- GIVEN TASK 1
Count the lines in the rows below that contain the string "sunglasses", treating uppercase and lowercase as different. Reply with only the number.

Category Archives: Technology

The BBC rages against the machine

During the last couple of weeks, BBC Radio 4’s Today programme has featured reports by Dominic Arkwright on the success and failure of computers during the last 40 years:

Forty years ago, computers were about to revolutionise our lives. They would steal our jobs, said the pessimists. They would give us more leisure time, said the optimists. But what has actually happened?

These interesting programmes are currently on the BBC’s web site, and can be found via the following links (NB: you will need Real Audio’s RealPlayer software):

Ocado OK?

Today I received a promotional email from Ocado, the new on-line grocery business that I wrote about a few weeks ago (see Shop Till They Drop), and since I abandoned my initial attempt to use their service, I wondered how they are doing.

- RECORD SET

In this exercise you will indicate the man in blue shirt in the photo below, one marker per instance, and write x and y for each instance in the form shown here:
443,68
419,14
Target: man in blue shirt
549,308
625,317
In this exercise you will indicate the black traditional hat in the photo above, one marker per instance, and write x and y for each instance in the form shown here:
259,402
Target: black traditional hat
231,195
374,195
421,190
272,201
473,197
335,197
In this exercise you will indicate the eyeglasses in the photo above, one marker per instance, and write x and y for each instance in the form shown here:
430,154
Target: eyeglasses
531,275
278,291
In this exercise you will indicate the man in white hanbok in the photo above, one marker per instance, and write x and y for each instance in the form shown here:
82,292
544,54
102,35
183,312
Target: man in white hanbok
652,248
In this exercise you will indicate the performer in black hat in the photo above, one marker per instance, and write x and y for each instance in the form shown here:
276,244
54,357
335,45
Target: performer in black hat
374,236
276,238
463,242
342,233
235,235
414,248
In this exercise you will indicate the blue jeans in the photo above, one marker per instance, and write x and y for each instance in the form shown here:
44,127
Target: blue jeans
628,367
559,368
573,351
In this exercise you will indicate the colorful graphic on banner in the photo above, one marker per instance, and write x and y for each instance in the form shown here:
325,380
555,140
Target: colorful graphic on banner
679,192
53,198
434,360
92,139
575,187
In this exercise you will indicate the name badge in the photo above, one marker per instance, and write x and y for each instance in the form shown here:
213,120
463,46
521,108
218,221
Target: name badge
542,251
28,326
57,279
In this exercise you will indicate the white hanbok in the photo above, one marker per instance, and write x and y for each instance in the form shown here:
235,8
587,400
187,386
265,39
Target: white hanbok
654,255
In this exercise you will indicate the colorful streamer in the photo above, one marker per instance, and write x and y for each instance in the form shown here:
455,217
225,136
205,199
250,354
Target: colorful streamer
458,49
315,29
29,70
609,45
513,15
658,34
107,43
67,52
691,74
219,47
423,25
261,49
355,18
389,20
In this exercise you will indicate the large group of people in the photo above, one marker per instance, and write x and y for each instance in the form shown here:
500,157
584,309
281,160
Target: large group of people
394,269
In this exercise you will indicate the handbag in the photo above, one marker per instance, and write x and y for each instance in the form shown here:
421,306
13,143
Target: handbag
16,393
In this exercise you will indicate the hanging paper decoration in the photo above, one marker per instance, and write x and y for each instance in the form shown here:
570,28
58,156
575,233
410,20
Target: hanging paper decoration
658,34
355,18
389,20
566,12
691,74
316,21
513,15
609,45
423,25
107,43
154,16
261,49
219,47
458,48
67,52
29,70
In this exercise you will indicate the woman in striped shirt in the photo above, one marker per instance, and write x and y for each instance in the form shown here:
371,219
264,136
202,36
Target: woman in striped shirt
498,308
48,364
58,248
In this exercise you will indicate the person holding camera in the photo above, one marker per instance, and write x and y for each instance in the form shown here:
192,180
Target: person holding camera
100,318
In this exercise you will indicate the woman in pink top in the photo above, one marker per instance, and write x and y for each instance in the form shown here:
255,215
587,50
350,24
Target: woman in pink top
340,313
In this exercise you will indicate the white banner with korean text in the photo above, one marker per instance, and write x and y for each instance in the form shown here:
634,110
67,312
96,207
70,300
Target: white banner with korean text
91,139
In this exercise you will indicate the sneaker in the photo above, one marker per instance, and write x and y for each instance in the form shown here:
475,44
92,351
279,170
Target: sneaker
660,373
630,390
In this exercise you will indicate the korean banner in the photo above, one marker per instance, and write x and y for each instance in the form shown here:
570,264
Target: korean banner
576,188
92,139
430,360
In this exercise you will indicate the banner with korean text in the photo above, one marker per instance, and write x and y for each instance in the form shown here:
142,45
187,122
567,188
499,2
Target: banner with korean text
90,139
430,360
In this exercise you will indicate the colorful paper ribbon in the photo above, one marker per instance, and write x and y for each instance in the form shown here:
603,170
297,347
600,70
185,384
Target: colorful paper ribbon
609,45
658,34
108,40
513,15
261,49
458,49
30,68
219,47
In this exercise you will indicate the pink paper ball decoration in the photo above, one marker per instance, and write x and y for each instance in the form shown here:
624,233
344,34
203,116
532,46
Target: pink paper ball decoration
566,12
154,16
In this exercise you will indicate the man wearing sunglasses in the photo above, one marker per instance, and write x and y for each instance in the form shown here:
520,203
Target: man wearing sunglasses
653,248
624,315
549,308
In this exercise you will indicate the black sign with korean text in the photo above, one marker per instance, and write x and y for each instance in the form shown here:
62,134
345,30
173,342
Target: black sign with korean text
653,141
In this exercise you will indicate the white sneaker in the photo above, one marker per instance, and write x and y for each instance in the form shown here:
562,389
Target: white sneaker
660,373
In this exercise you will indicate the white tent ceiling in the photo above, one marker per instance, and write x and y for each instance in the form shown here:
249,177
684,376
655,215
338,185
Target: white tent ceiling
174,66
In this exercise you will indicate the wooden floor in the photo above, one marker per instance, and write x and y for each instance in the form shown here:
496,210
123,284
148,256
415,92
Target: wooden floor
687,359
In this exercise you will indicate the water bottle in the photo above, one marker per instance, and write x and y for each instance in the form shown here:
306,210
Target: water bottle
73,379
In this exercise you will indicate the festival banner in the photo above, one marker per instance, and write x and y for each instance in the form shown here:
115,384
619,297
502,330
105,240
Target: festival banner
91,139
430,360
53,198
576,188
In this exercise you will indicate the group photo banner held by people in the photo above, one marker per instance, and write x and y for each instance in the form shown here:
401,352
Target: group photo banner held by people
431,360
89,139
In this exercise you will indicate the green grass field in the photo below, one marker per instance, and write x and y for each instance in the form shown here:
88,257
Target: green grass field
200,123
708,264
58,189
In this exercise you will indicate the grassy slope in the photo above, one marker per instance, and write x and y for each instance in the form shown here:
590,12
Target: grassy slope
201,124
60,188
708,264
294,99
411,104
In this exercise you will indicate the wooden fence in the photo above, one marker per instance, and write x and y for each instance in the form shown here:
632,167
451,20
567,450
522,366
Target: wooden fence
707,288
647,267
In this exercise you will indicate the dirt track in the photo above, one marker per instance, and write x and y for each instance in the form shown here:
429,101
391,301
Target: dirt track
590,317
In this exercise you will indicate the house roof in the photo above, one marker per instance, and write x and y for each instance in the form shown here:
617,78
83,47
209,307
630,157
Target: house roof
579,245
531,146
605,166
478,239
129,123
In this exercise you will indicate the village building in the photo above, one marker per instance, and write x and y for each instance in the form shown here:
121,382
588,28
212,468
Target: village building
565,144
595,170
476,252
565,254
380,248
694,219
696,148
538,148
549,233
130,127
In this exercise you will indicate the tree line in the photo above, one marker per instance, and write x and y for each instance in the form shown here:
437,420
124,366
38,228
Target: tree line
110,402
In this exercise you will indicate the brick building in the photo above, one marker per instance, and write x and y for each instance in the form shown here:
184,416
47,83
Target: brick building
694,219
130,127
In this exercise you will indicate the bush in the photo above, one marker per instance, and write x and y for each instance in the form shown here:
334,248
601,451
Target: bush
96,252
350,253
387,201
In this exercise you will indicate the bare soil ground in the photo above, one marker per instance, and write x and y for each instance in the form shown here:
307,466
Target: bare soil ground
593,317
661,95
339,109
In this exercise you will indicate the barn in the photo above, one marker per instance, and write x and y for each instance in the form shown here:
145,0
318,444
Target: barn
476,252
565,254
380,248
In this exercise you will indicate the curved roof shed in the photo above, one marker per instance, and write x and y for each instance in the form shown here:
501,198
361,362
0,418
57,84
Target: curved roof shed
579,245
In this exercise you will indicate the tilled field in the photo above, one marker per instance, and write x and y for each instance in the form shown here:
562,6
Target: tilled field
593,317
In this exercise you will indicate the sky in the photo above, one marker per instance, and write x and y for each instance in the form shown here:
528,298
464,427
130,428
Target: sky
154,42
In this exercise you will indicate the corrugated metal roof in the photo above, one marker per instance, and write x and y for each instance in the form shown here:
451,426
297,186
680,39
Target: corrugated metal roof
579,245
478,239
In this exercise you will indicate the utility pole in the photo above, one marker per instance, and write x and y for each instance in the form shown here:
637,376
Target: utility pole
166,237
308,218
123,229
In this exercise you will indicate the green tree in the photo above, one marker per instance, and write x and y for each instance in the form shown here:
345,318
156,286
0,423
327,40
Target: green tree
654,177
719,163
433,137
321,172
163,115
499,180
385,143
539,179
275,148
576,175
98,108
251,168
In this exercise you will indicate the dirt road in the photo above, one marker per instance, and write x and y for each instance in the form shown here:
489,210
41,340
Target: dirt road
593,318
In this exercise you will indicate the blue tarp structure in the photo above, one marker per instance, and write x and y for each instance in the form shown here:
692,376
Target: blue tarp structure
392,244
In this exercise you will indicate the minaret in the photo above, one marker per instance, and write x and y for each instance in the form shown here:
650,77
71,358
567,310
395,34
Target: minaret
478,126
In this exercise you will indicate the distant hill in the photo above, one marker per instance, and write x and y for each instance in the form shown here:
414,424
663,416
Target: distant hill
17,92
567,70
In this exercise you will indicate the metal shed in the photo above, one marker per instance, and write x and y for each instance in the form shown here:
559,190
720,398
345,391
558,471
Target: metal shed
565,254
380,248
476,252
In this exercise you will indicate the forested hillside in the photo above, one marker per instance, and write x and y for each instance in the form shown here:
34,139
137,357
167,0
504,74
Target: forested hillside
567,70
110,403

- GIVEN TASK 2
Using the technology archive page above, list each prediction it says was made about computers forty years ago.

- CORRECT OUTPUT 1
2

- CORRECT OUTPUT 2
- Computers were about to "revolutionise our lives."
- They would steal our jobs (the pessimists' view).
- They would give us more leisure time (the optimists' view).